→ PROVIDED PASSAGE:
============================================================

Evidence before this study

We searched PubMed and Embase on Nov 20, 2019, for health economic analyses of home-based HIV counselling and testing (HBCT) and linkage to care published between Jan 1, 2000, and Sept 13, 2019, with the terms “HIV” AND “Africa South of the Sahara” AND (“home” OR “community” OR “mass screening” OR “testing” OR “screen” OR “diagnosis” OR “counselling”) AND (“cost” OR “cost-effectiveness” OR “cost-utility” OR “cost-benefit”). We included studies that assessed HBCT against facility-based HIV prevention and care, and excluded studies on mobile testing, partner notification, and index-linked testing of partners or children of HIV-infected individuals. We excluded studies that compared universal HIV testing and treatment (UTT) against standard care with antiretroviral therapy (ART) conditional on CD4 eligibility criteria. These studies would not be comparable with our study incorporating universal provision of ART as standard care for most years of the projection horizon. We included studies that assessed HBCT on its own or in combination with screening for an HIV co-infection including tuberculosis, but not those that combined it with other interventions such as HIV self-testing or diagnosis for other conditions. We included modelling and simulation studies that were targeted at the general population, that considered effect on treatment outcomes of HIV-infected individuals and on the incidence of new HIV infections, and that had documented the methodology, cost estimates, frequency of testing rounds, and projection horizon. We included studies that measured effectiveness in terms of disability-adjusted life-years (DALYs) averted or quality-adjusted life-years (QALYs) gained, life-years gained, or infections averted, but excluded studies that measured effectiveness in terms of intervention uptake or HIV-positive cases identified. Five studies in Uganda and South Africa fulfilled our inclusion criteria. In modelling projections of various combination interventions, estimates of cost-effectiveness varied widely, at US$860–1710 per QALY gained or DALY averted, $8639–22 000 per infection averted, $474–3400 per life-year saved, and cost-effectiveness thresholds greater than $1690 per DALY averted.

Added value of this study

Limited and conflicting evidence is available on the cost-effectiveness of combination prevention interventions including UTT. The findings of this study provide important evidence on the benefits and costs of UTT in high-prevalence communities. Existing modelling studies are problematic to compare because of differences across studies, most notably the country settings, features of the intervention that were modelled, target population, baseline prevalence, frequency of HBCT, and model projection horizon. Previous studies also had to rely heavily on simulations and secondary data sources. Until now, to the best of our knowledge, there has been no evidence from large-scale population randomised studies, and no large-scale evidence on the effectiveness of a combination prevention intervention in reducing HIV incidence. This study used primary data collected as part of the HPTN 071 (PopART) trial of a combination prevention intervention including UTT, delivered via a home-based HIV testing approach in Zambia and South Africa. We have evaluated the cost-effectiveness of the actual trial intervention implemented between 2014 and 2017, projecting outcomes until 2030. In addition, we modelled the cost-effectiveness of an annual campaign that is sustained for 17 years between 2014 and 2030. We projected that the PopART intervention implemented annually up to 2030 has almost 100% probability of being cost-effective at cost-effectiveness thresholds greater than $800 per DALY averted in Zambia and South Africa.

============================================================

→ DATA PROVIDED:

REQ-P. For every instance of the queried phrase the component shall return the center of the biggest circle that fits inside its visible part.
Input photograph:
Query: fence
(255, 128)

============================================================

→ LIST OF TASKS:
[1] List every measure of effectiveness that the HIV cost-effectiveness passage says the included studies could use.
[2] Extend the HIV cost-effectiveness passage past its final sentence.
The listing comes from a source unrelated to the HIV cost-effectiveness passage.

→ RESULTS OF THE EXERCISE:
[1]
- Disability-adjusted life-years (DALYs) averted
- Quality-adjusted life-years (QALYs) gained
- Life-years gained
- Infections averted

[2]
Implications of all the available evidence

The estimates of cost-effectiveness from this study are more economically favourable than those of previous studies, probably due to the projected reductions in HIV incidence caused by the intervention, reduction in costs of ART in the past years, and the scale at which PopART was implemented. The intervention was not cost-saving in either scenario, explained by repeated rounds of HBCT, sustained high expenditures on treatment from improved linkage to care, and the near normal life expectancy of HIV-infected individuals receiving ART. The affordability of PopART is an important consideration. Although the estimated unit costs of the intervention per person covered are low, they accumulate to a considerable amount when projected for the total population (age >14 years) to be covered. The optimal frequency of intervention rounds is an important consideration. Our findings show that three annual rounds cannot sustain the initial reduction in incidence, and numbers of new infections approach those under standard care after 13 years. Previous evidence has shown that prevention interventions that prioritise specific subpopulations are often more cost-effective than interventions that target the general population. Our results show that a population-level combination prevention strategy can be economically efficient.

To date, PopART is the largest population-level randomised controlled trial of a combination prevention intervention against HIV that resulted in reduced incidence. However, little evidence is available on the costs, cost-effectiveness, and budgetary implications of such an intervention. An estimate for the cost per person tested via HBCT is US$22·8 (SD $14·5), averaged across 14 studies, with an estimated minimum cost of $6 and maximum cost of $55. Evidence on cost-effectiveness of HBCT is also limited and comes from small studies with varying estimates.10, 11, 12, 13, 14 Estimates of incremental cost-effectiveness ratios (ICERs) from three modelling studies were $860–1710 per disability-adjusted life-year (DALY) averted (or quality-adjusted life-year gained [QALY]),11, 13 and $8639–22 000 per infection averted.11, 14 In this Article, our aim was to provide evidence from the PopART intervention on the costs, cost-effectiveness, and budget implications of combination HIV prevention including UTT.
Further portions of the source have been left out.